I had to try holding handstands and running 7:30-minute miles just to know I that I could. But just because I could didn’t mean it was the right practice for me at the moment.
What was right for me, it felt, was the practice I could feasibly squeeze into the moments that Eira allowed – a few rounds of Cat and Cow to start the day, five minutes of lying over a bolster before Eira awoke from a nap, a bit of Yoga Nidra at night before drifting off to sleep. And if Snowpea didn’t allow me to do Savasana, I could simply meditate on her movements, attempting to stay wide-eyed and fully in the moment as I watched over her.
Soon, the boundary between what was and what wasn’t my yoga practice began to blur.
Could yoga be practicing patience as Eira fought her bedtime routine? It certainly could. Could yoga be holding, rocking, and singing softly to my Snowpea after a tumble? Absolutely. Could yoga mean staying present, grounded, and centered day by day as Eira quickly grew and changed? Yes, that also seemed fitting.
In the Spring, when we planted our family in my hometown, I had grown to appreciate my new approach to practicing yoga with a baby – one embraced moment-to-moment mindfulness. And in my hometown, surrounded by wildflowers, wine grape vines, and my parents’ arms that opened wide for their first granddaughter, I finally began to feel at home in my body once again.
Finding ease in my new skin 11 months after giving birth was not a consequence of being able to move without a baby in my arms. Rather, the reminder of what the safety and support of home felt like was enough to bring me back. Although our time in Carbondale was quick-lived, I can still access the memory of my hometown in my body here in El Paso and wherever our next destination may be.
One year out from Snowpea’s memorable entry into our lives, my yoga practice is still far from perfect. But if I’ve learned anything from yoga and mindfulness, it’s that every moment is a new opportunity to start again.
So, how do you practice yoga with a baby? Simply stated: By practicing the imperfect art of parenting with presence.

_ _ _ _ _ _ _

Instruction a: Transcribe the entries verbatim, starting at the line that contains "Can you spot the foamy" and ending at the final line of the entries, with both of those lines included.
The entries that follow are unrelated to the yoga essay.

_ _ _ _ _ _ _

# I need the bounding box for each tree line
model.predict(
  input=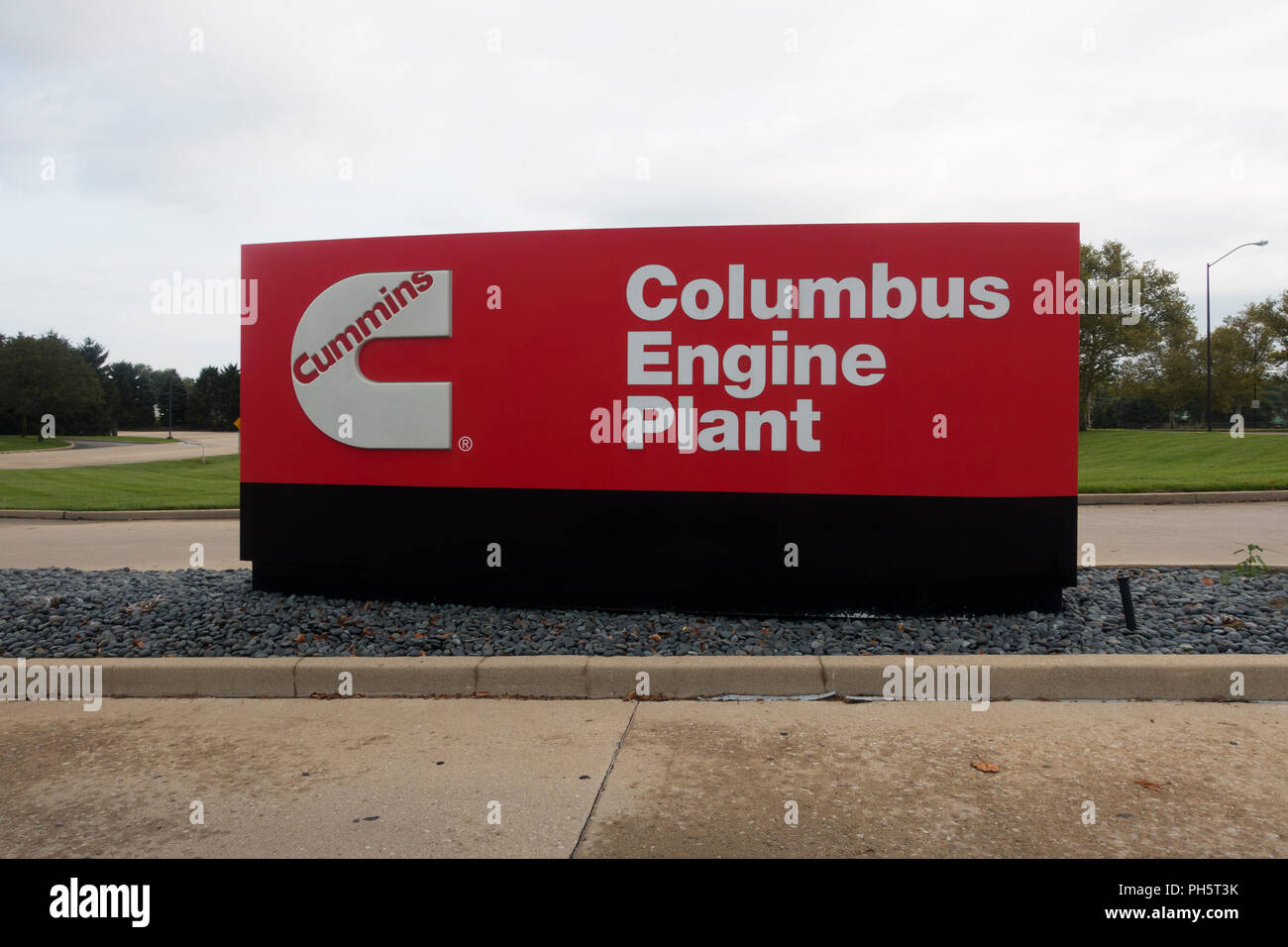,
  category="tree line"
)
[0,331,241,436]
[0,240,1288,434]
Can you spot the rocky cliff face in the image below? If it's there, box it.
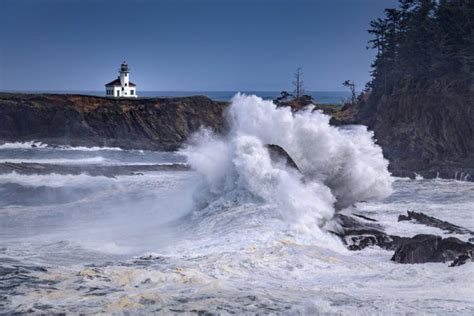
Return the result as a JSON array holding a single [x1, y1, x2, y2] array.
[[0, 93, 227, 150], [333, 90, 474, 181]]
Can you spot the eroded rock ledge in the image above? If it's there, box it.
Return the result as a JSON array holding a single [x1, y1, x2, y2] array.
[[334, 212, 474, 267], [0, 93, 227, 150]]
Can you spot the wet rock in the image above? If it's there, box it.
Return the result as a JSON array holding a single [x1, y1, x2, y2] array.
[[392, 234, 474, 263], [398, 211, 474, 235], [449, 254, 472, 267], [266, 144, 300, 171], [334, 214, 403, 251]]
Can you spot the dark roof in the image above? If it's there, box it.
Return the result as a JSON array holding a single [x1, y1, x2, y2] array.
[[105, 78, 137, 87]]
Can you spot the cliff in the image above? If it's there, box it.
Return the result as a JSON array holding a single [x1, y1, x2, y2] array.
[[333, 91, 474, 181], [0, 93, 227, 150], [333, 0, 474, 180]]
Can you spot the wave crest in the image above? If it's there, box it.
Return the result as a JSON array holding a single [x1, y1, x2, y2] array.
[[182, 94, 393, 237]]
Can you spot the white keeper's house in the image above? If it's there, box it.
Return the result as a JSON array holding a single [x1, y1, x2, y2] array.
[[105, 62, 137, 98]]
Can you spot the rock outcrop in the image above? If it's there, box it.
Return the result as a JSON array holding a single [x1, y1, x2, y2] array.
[[392, 235, 474, 266], [0, 93, 227, 150], [332, 91, 474, 181], [333, 212, 474, 267]]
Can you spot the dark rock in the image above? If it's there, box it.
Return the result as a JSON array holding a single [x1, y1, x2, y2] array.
[[331, 88, 474, 181], [334, 213, 403, 250], [353, 214, 377, 222], [449, 254, 471, 267], [266, 144, 300, 171], [392, 235, 474, 263], [0, 93, 228, 150], [398, 211, 474, 235]]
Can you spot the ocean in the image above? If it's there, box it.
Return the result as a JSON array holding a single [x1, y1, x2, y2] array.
[[0, 95, 474, 315]]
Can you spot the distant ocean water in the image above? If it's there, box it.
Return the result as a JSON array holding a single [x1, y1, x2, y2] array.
[[2, 91, 350, 104]]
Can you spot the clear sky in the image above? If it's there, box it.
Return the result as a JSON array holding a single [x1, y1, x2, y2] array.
[[0, 0, 396, 91]]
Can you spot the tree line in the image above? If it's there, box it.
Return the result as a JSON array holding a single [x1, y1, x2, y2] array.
[[367, 0, 474, 94]]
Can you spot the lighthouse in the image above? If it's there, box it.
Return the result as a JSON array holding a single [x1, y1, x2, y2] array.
[[105, 61, 137, 98]]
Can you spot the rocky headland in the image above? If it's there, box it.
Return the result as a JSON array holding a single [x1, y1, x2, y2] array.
[[0, 93, 227, 151]]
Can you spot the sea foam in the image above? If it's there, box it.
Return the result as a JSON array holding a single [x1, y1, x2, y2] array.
[[181, 94, 393, 238]]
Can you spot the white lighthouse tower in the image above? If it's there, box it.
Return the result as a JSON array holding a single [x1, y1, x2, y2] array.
[[105, 61, 137, 98]]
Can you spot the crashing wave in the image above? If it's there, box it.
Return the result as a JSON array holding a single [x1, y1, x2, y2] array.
[[181, 94, 393, 241]]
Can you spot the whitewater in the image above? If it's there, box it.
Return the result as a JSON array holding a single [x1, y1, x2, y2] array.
[[0, 94, 474, 315]]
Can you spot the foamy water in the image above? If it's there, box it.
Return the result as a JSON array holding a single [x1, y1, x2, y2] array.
[[0, 96, 474, 315]]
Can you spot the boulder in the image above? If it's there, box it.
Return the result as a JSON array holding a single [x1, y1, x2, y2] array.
[[392, 234, 474, 263], [398, 211, 474, 235], [266, 144, 300, 172]]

_ _ _ _ _ _ _

Instruction b: Reproduce word for word the passage of the yoga essay starting at "Soon, the boundary" and ending at "also seemed fitting.".

Task answer a:
Can you spot the foamy water in the image above? If it's there, box it.
Return the result as a JSON array holding a single [x1, y1, x2, y2] array.
[[0, 96, 474, 315]]
Can you spot the boulder in the image above? If it's there, box it.
Return the result as a JSON array holding a single [x1, y1, x2, y2] array.
[[392, 234, 474, 263], [398, 211, 474, 235], [266, 144, 300, 172]]

Task answer b:
Soon, the boundary between what was and what wasn’t my yoga practice began to blur.
Could yoga be practicing patience as Eira fought her bedtime routine? It certainly could. Could yoga be holding, rocking, and singing softly to my Snowpea after a tumble? Absolutely. Could yoga mean staying present, grounded, and centered day by day as Eira quickly grew and changed? Yes, that also seemed fitting.